Copy every row below word for word, leaving out the pictures.

-- START Listed records --

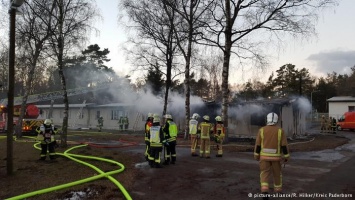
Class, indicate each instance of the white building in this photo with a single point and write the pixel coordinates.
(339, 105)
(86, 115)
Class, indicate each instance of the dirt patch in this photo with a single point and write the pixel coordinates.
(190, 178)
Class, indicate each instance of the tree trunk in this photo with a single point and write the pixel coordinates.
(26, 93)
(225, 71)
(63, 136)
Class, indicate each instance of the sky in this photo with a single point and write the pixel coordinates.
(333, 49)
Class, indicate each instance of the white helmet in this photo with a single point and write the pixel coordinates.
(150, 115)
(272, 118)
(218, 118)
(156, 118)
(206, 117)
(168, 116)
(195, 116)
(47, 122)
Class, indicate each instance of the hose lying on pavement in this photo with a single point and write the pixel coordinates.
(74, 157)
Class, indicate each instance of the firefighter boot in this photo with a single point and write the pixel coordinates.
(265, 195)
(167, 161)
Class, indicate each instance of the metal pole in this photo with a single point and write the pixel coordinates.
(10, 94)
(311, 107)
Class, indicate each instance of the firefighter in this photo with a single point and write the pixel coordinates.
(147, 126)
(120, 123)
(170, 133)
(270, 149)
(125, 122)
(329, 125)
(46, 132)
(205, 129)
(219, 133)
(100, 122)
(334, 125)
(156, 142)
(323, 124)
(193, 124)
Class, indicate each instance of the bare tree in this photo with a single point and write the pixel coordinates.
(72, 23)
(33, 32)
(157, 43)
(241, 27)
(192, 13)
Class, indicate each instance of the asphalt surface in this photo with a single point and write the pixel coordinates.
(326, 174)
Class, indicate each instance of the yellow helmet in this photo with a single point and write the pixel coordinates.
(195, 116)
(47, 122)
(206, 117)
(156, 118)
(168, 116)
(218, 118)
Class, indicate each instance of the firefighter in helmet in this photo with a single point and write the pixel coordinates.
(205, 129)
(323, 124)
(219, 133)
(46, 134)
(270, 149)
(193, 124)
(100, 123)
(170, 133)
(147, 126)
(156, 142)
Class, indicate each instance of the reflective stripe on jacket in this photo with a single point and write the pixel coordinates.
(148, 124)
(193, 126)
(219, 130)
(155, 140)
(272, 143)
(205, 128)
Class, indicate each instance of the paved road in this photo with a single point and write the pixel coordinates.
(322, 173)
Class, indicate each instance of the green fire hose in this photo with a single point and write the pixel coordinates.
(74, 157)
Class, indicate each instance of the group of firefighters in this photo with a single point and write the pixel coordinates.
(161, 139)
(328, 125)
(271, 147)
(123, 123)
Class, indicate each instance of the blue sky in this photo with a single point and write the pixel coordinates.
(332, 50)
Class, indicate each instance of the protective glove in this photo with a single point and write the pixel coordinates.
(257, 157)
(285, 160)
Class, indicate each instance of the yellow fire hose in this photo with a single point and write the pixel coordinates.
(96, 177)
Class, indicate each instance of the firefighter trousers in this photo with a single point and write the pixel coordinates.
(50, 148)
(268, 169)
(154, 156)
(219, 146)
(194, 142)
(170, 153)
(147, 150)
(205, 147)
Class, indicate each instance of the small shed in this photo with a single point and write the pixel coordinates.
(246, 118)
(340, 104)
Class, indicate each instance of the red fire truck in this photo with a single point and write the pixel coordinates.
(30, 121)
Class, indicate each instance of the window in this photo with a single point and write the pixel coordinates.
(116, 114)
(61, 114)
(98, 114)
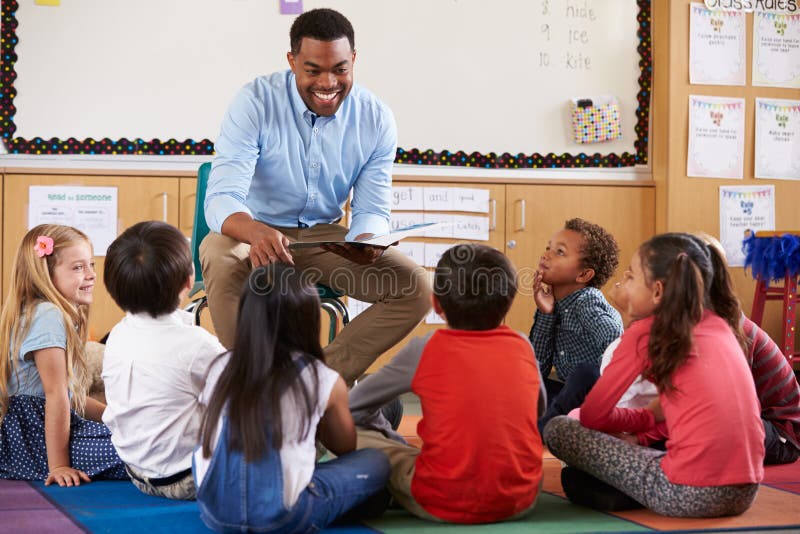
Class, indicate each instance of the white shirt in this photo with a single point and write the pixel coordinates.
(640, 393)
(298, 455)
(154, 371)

-- END Listed records --

- [Response]
Class, indicate each instance of the white building in this photo with a single point and write the pixel coordinates.
(339, 105)
(86, 115)
Class, indicate each instance of the dirt patch in this photo with a single point and write the pixel coordinates.
(190, 178)
Class, indicate each instance of the tree trunk in this photo with a single point and write the pixel coordinates.
(26, 93)
(225, 71)
(63, 136)
Class, indicate each instance of the sky in this photo with a single point and write the pixel coordinates.
(333, 49)
Class, indicate each instance of the white helmet in this photo with a single point and write the pixel coordinates.
(150, 115)
(272, 118)
(218, 118)
(156, 118)
(206, 117)
(168, 116)
(195, 116)
(47, 122)
Class, indicate each instance of the hose lying on pavement in this photo with a single point and write the pixel coordinates.
(74, 157)
Class, indicate each instance of the firefighter boot in this photo with a single point and write the pixel coordinates.
(265, 195)
(167, 161)
Class, indicate each instance of the metal pole in this photo with a single point and write the pixel coordinates.
(10, 94)
(311, 107)
Class, indicate each instance of the firefighter in this photo with a single point and write the pixel coordinates.
(147, 126)
(120, 123)
(170, 133)
(270, 149)
(125, 122)
(329, 125)
(46, 132)
(205, 129)
(219, 133)
(100, 122)
(334, 125)
(156, 142)
(323, 124)
(193, 124)
Class, indicate each instance of the bare tree in this photo with a single point and write the pixel coordinates.
(72, 23)
(33, 32)
(157, 43)
(241, 27)
(192, 13)
Class, indicate each instance of the asphalt surface in this photo with a single point and write the pixel coordinates.
(326, 174)
Class, indicate each instance of the yellow helmet in this photo with a single point and write the pixel coordinates.
(195, 116)
(47, 122)
(206, 117)
(156, 118)
(168, 116)
(218, 118)
Class, indicate each instance of the firefighter in helmet in this photo with a single point and write the pixel coordinates.
(205, 129)
(323, 124)
(219, 133)
(46, 134)
(270, 149)
(193, 124)
(100, 123)
(170, 133)
(147, 126)
(156, 142)
Class, indicate each instance of the reflective stripe on jacket in this photo with a single point and write the pixel coordinates.
(148, 124)
(193, 126)
(219, 130)
(155, 140)
(272, 143)
(205, 128)
Class, indicate each instance of the paved road in this photo with a single point and write the pixel coordinates.
(322, 173)
Class, indicate each instance of the green fire hose in this photo with a single point and write the pixel coordinates.
(74, 157)
Class, indicate each instance of the group of firefighters in this photo with a single point and write the pixel coordinates.
(161, 139)
(328, 125)
(271, 147)
(123, 123)
Class, indicate each instance of the blue sky in this photo with a single point and write the pixel coordinates.
(332, 50)
Class, indicate each instance of the protective glove in this photo with a single point and write the pixel coordinates.
(257, 157)
(285, 160)
Class, indicate each instance of the yellow fire hose in this photo with a single point and write the pixel coordinates.
(96, 177)
Class, indicate each instance of the firefighter trousers in this photo with a single point and write the pixel coordinates.
(50, 148)
(268, 169)
(154, 156)
(219, 146)
(194, 142)
(170, 153)
(147, 150)
(205, 147)
Class, indicate each instance of the small shed in this photo with a single point and write the pixel coordinates.
(246, 118)
(340, 104)
Class, indicate each instance of the red fire truck in this photo with a single point and write the pixel coordinates.
(30, 121)
Class, indicate each instance of the window in this photo with a single point and write the pixel coordinates.
(116, 114)
(61, 114)
(98, 114)
Class, indicate each instance of the white shirt in this photo with a single point and write the pixel coordinates.
(640, 393)
(298, 455)
(154, 371)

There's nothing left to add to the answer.